Your reply should be a faithful copy of the records below, free of pictures.

:: MATERIAL FOR THE TASK

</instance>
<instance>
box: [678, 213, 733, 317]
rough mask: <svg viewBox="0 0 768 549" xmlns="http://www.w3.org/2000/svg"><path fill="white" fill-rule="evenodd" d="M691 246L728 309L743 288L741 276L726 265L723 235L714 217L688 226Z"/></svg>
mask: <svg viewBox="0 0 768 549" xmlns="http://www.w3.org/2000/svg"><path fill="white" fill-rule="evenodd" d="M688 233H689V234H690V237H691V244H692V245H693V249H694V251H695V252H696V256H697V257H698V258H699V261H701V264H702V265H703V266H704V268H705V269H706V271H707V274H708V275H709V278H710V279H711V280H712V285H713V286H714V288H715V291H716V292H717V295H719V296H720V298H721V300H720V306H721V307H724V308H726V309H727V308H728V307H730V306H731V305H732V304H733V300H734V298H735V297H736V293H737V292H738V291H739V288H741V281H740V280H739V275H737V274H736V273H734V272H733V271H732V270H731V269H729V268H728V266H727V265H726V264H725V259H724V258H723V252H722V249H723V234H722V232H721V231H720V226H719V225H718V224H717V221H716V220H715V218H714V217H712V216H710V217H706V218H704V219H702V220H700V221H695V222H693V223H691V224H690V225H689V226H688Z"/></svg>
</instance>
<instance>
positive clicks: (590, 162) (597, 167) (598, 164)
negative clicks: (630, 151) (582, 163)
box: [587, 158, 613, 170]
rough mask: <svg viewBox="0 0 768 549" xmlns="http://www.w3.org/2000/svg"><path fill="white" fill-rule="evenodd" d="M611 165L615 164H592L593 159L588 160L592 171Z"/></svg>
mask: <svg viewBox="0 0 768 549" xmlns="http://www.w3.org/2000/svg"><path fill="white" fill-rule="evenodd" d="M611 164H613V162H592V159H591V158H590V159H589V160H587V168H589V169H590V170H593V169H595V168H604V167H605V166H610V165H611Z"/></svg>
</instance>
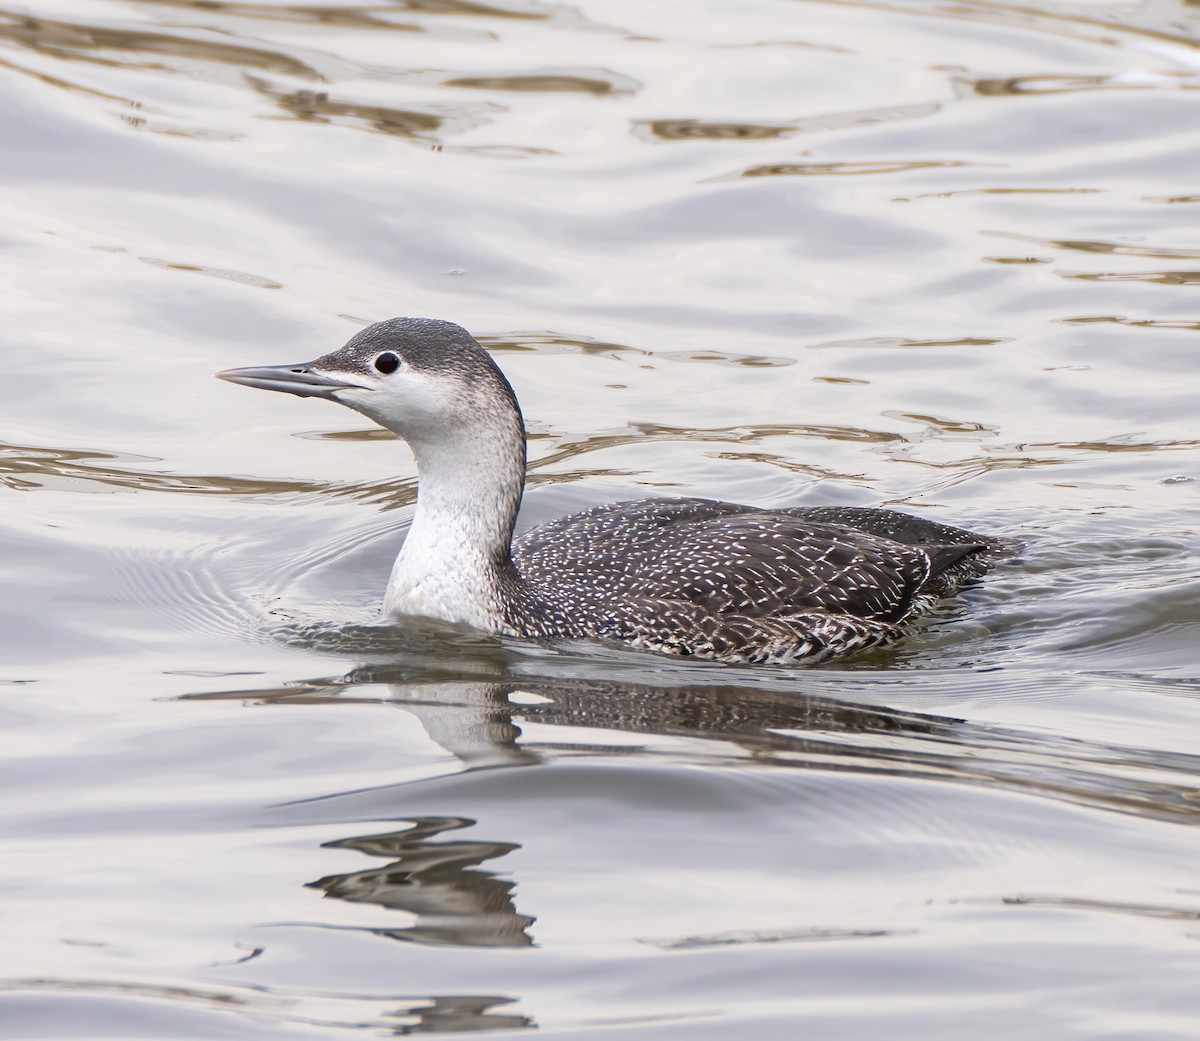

::::

[ANSWER TO THE EXERCISE]
</instance>
<instance>
box: [678, 213, 733, 317]
rough mask: <svg viewBox="0 0 768 549" xmlns="http://www.w3.org/2000/svg"><path fill="white" fill-rule="evenodd" d="M691 246L728 309L743 288L741 276L726 265L723 235L714 217L688 226Z"/></svg>
mask: <svg viewBox="0 0 768 549" xmlns="http://www.w3.org/2000/svg"><path fill="white" fill-rule="evenodd" d="M688 233H689V234H690V237H691V244H692V245H693V249H694V251H695V252H696V256H697V257H698V258H699V261H701V264H702V265H703V266H704V268H705V269H706V271H707V274H708V275H709V278H710V279H711V280H712V285H713V286H714V288H715V291H716V292H717V295H719V296H720V298H721V300H720V306H721V307H724V308H726V309H727V308H728V307H730V306H731V305H732V304H733V300H734V298H735V297H736V293H737V292H738V291H739V288H741V281H740V280H739V275H737V274H736V273H734V272H733V271H732V270H731V269H729V268H728V266H727V265H726V264H725V259H724V258H723V252H722V249H723V234H722V232H721V231H720V226H719V225H718V224H717V221H716V220H715V218H714V217H712V216H710V217H706V218H704V219H702V220H700V221H695V222H693V223H691V224H690V225H689V226H688Z"/></svg>
</instance>
<instance>
positive clicks: (590, 162) (597, 167) (598, 164)
negative clicks: (630, 151) (582, 163)
box: [587, 158, 613, 170]
rough mask: <svg viewBox="0 0 768 549" xmlns="http://www.w3.org/2000/svg"><path fill="white" fill-rule="evenodd" d="M611 165L615 164H592L593 159L588 160L592 171Z"/></svg>
mask: <svg viewBox="0 0 768 549" xmlns="http://www.w3.org/2000/svg"><path fill="white" fill-rule="evenodd" d="M611 164H613V162H592V159H591V158H590V159H589V160H587V168H589V169H590V170H593V169H595V168H604V167H605V166H610V165H611Z"/></svg>
</instance>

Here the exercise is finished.